▸ **TEXT PROVIDED**:
- - -
With a narcissist, they have to believe their own hype or else the con doesn’t work as well, and while they have to be very selective in who they allow to get close regardless, it gives them that extra edge of believability. In essence, they use a glamour on themselves. Their lives are perpetual kayfabe, and the second that veil is lifted, everything goes to shit. They lose their hold on their prey, sometimes suddenly and sometimes gradually (usually a bit of both, honestly), and then they scramble to get back at least a vestige of what once was, the time before the curtain was torn down. They want the kayfabe to be real.
Keith told me that he was a spider, that all he wanted to do was drain me of whatever he could take, and the only thing that could stop it was walking in front of a train. A bit dramatic, now that I think about it, and pretty on brand for his usual performance standards, but at the time, I had been overwhelmed by everything that had happened the night before. After a lot of talking and driving around Columbia, SC, I convinced him to admit himself into a hospital. Over the next several days, he was allowed to call me once, and it was as (at the time) heartbreaking to hear him utter nonsense. He believed a dark magician had gone back in time to make sure we would have our house and car because they came preinstalled with interior cameras that would record all of the evils he committed. All he had to do was give the greenlight, and the entire world would know what a shit he was. I would be financially secure, apparently, as everyone would feel sorry for me and want to take care of me. A day or so after this conversation, I got a call from the hospital, saying he was being discharged.
It’s a funny thing to find out that the reason your now-ex-husband mentally snapped because he was detoxing from alcohol abuse, especially when he had convinced you that it was the work of a bunch of people in South Africa that didn’t like him. Looking back now, I see all the signs; slightly yellow sclera of the eyes, slurred speech, extreme and irrational mood swings, sleeping out of our bedroom at night, random beer cans I’d find that looked newer than what the old owner of the house could have left behind. For the first time in five years, I saw the man I had married, standing in front of me, and did not recognize what I saw. He looked a bit broken, worn out, which makes sense. That veneer had peeled back, and no matter how much he would try over the next several months, it would never stick the same way again. I left him six months later.
To this day, part of me thinks that the events of the night he went crazy were just another part of his kayfabe, a last ditch effort to prevent me from learning the truth. Or was it actual spiritual warfare, where I could have been a casualty? I can never be truly sure there. The man is a seasoned storyteller, after all, even to some degree convincing himself of their truth.
- - -
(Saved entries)
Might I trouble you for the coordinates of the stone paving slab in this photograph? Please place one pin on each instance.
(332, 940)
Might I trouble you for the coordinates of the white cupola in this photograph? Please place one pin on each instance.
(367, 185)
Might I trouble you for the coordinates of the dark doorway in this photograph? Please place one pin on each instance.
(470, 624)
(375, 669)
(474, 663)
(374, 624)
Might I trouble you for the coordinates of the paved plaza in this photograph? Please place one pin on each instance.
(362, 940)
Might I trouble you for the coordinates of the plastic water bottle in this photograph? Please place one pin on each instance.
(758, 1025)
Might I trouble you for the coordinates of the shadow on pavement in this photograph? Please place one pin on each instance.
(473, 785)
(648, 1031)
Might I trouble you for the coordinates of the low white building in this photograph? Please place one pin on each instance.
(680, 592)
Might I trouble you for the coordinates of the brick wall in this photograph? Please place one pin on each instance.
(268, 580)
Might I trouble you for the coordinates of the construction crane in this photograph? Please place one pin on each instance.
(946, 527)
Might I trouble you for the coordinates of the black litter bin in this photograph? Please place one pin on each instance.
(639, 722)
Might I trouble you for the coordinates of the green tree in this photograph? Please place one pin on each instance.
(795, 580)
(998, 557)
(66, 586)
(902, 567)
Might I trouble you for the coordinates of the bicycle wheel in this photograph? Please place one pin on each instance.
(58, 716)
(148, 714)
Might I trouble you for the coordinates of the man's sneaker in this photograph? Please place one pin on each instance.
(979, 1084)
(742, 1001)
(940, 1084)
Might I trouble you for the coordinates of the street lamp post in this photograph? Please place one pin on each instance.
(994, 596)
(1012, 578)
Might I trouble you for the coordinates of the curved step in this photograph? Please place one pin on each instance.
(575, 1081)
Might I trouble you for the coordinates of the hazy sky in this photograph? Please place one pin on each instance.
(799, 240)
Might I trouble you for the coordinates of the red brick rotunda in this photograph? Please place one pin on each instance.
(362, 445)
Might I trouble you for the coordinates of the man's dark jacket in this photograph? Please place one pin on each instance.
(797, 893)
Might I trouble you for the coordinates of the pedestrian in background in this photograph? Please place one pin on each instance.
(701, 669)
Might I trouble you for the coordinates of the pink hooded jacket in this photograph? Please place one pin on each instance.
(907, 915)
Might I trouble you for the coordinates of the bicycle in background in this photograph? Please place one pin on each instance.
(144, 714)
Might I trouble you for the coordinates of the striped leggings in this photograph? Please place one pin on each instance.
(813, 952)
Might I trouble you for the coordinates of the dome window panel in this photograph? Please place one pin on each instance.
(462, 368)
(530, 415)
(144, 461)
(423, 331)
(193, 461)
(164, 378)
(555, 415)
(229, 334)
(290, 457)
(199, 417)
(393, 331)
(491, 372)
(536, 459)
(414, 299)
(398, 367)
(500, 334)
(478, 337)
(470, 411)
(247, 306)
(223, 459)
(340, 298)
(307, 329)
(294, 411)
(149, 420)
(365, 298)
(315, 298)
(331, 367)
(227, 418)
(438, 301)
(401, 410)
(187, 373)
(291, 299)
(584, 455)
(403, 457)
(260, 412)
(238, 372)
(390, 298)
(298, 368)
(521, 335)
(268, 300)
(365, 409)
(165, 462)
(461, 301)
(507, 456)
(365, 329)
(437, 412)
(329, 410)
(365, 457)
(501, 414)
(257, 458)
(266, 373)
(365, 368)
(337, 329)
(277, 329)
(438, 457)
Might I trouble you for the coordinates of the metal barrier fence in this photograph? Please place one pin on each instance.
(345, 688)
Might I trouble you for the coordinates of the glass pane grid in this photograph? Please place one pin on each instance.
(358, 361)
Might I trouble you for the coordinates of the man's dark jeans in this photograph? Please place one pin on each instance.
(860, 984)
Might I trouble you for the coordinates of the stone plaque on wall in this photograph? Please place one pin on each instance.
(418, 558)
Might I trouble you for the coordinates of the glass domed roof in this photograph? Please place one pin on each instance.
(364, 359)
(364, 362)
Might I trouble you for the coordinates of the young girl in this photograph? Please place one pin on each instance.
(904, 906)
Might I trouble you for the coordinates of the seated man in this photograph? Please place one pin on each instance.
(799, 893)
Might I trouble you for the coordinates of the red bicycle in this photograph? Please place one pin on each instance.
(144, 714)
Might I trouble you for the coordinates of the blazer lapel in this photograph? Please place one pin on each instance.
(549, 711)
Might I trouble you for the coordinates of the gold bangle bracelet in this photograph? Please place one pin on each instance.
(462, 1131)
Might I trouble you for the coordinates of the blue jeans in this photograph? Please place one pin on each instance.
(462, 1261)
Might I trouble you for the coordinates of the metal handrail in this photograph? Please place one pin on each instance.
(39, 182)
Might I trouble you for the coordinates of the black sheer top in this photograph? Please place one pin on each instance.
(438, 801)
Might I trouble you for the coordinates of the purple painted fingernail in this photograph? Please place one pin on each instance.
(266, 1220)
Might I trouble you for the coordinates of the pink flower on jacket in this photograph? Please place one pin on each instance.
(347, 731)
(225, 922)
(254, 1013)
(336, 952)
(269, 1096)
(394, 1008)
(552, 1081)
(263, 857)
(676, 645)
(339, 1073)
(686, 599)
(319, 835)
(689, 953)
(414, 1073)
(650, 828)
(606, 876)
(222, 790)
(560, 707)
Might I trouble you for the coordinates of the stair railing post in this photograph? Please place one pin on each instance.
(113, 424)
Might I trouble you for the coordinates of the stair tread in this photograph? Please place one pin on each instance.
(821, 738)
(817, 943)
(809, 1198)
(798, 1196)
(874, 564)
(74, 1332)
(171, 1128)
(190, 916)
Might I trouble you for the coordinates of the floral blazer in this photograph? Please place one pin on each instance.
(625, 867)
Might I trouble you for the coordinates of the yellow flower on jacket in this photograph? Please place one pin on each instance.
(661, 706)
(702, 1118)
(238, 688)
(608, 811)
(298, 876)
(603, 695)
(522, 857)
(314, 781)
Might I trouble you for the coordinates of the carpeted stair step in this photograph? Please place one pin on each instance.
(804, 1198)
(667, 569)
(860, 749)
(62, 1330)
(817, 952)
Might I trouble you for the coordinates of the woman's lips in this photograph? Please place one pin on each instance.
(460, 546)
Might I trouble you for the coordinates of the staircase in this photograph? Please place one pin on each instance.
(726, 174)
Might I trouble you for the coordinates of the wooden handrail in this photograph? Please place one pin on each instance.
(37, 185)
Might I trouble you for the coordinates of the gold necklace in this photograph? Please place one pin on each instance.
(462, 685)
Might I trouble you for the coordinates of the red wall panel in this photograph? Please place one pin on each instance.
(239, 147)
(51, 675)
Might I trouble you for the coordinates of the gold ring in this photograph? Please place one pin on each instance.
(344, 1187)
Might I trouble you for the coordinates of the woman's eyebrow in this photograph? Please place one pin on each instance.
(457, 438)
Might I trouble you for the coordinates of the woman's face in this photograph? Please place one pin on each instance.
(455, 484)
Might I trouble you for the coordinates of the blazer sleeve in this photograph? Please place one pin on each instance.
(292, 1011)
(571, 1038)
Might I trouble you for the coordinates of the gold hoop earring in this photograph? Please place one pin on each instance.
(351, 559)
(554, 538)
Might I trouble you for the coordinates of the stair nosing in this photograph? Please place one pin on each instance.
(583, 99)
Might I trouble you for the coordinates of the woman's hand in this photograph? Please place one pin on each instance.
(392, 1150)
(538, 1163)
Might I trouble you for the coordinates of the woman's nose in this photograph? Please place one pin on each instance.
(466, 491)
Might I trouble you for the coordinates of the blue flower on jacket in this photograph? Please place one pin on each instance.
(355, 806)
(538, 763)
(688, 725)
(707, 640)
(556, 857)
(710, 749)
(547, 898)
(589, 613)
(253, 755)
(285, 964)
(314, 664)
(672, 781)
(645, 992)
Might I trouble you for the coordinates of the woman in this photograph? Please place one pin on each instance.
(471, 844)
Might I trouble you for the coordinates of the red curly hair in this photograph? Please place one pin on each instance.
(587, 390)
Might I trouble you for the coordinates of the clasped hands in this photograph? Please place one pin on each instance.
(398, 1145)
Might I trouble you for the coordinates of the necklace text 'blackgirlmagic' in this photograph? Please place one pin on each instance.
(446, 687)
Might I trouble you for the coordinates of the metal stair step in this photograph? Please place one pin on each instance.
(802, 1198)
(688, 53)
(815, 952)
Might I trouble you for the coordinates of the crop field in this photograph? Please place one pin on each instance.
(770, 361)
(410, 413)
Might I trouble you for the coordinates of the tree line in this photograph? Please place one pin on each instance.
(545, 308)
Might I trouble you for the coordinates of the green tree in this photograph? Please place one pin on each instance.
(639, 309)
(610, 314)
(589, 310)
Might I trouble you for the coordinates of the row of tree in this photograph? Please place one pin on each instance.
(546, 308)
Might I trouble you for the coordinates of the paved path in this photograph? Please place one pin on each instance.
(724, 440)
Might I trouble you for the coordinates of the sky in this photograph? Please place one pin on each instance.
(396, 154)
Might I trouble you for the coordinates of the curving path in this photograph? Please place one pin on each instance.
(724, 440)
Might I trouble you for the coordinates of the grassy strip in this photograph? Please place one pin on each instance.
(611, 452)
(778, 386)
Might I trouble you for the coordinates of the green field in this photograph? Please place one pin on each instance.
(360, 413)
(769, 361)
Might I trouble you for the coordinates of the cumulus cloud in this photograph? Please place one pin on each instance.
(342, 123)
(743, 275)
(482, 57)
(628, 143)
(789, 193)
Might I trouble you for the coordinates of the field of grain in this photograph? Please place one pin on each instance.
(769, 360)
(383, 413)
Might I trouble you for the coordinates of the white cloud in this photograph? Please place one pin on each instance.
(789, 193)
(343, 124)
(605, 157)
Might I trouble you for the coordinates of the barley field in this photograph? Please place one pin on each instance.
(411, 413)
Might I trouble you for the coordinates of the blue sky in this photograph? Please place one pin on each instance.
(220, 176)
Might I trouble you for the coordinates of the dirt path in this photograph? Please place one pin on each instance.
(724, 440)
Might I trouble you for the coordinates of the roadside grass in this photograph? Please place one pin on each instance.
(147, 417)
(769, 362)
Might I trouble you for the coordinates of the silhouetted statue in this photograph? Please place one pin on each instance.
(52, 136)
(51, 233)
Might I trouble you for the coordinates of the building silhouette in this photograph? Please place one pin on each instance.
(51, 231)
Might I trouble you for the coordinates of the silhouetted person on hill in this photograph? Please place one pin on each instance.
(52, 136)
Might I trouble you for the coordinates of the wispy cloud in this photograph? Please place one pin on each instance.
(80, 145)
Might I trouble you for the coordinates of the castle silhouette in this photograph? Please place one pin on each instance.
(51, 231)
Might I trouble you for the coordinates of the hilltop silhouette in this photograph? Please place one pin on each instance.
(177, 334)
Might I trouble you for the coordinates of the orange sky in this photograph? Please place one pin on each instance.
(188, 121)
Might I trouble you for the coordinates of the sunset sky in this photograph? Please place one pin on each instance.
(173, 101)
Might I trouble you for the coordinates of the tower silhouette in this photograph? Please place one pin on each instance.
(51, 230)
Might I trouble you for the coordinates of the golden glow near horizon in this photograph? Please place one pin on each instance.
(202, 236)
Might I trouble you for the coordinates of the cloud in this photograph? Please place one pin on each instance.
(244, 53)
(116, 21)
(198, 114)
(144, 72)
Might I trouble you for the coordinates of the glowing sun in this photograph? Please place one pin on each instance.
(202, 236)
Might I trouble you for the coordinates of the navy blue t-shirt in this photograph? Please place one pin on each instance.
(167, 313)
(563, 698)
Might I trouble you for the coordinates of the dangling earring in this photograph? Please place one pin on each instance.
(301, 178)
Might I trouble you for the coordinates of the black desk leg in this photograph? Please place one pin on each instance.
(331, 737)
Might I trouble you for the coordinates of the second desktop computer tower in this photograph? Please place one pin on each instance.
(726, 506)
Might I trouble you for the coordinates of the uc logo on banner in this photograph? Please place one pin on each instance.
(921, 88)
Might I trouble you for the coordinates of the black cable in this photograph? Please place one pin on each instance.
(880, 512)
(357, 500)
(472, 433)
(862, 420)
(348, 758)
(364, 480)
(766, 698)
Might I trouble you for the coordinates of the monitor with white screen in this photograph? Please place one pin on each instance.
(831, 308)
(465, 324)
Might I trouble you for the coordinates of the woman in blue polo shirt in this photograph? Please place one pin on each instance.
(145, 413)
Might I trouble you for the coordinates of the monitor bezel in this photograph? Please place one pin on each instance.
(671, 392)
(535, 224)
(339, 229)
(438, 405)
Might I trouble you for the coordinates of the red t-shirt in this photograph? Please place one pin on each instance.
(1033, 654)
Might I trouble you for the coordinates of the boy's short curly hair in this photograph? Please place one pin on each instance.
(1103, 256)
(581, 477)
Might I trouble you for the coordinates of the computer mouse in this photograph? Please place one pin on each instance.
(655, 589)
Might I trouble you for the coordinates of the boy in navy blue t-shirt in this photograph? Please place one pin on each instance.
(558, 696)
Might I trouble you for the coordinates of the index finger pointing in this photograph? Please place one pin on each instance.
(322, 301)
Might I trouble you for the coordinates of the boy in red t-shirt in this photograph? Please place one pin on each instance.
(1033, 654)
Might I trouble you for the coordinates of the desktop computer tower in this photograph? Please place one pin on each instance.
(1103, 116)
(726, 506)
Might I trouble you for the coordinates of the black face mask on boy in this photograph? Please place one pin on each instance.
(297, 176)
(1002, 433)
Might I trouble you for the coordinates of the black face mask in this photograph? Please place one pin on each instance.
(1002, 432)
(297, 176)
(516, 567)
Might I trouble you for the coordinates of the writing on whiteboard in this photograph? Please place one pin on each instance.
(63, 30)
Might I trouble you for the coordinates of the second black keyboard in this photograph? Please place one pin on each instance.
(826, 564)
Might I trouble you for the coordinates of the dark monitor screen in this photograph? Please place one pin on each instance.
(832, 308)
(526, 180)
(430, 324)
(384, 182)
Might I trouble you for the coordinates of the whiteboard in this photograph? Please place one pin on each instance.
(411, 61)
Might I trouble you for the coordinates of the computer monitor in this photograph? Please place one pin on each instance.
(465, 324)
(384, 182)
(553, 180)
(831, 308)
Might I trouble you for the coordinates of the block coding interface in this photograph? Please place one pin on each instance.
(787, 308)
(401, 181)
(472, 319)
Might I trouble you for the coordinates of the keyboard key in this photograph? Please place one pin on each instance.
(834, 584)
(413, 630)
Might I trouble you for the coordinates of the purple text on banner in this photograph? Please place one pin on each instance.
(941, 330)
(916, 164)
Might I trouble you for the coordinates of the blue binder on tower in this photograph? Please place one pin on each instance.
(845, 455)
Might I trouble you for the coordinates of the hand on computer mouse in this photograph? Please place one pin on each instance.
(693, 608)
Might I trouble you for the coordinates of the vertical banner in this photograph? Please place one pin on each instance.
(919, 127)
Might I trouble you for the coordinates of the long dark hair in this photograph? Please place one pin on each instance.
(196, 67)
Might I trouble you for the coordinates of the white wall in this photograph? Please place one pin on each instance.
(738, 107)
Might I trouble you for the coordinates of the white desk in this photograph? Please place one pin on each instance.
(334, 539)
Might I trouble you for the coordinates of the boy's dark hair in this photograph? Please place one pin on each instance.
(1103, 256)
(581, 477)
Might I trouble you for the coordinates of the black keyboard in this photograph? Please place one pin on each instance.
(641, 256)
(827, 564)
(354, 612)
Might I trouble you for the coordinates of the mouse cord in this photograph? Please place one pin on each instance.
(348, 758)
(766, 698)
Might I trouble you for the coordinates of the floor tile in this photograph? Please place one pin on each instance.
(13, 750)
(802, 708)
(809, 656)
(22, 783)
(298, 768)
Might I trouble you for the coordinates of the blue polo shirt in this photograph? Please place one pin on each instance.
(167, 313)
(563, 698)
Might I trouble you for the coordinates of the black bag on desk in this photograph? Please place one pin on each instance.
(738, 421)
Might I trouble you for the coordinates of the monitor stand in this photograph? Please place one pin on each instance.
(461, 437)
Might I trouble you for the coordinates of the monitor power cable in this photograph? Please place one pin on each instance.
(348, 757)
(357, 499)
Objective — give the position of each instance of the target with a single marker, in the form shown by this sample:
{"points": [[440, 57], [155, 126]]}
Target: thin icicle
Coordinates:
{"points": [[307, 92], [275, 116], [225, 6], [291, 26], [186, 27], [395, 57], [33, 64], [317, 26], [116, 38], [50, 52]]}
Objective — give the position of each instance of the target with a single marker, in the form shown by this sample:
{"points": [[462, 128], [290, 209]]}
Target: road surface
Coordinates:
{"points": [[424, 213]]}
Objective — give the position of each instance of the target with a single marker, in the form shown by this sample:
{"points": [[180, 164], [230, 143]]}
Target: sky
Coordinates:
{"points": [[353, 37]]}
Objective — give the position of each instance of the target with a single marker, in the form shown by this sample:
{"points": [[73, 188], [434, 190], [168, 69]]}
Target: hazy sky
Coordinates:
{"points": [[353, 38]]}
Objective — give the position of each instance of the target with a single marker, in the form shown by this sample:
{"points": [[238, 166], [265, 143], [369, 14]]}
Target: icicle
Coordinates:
- - -
▸ **THINGS TO DO**:
1. According to the essay, in what city did the writer drive around with Keith before convincing him to admit himself into a hospital?
2. For each statement, say whether it agrees with the essay, and support your answer by quoting the deciding words. (a) The writer left her husband six months after seeing the man she had married and not recognizing him. (b) Keith had convinced the writer that people in South Africa were behind his breakdown. (c) The writer is certain that the events of the night he went crazy were part of his kayfabe.

▸ **TASK-BY-TASK RESULTS**:
1. Columbia, SC.

2.
(a) Yes: "I left him six months later."
(b) Yes: "he had convinced you that it was the work of a bunch of people in South Africa that didn’t like him"
(c) No: "I can never be truly sure there."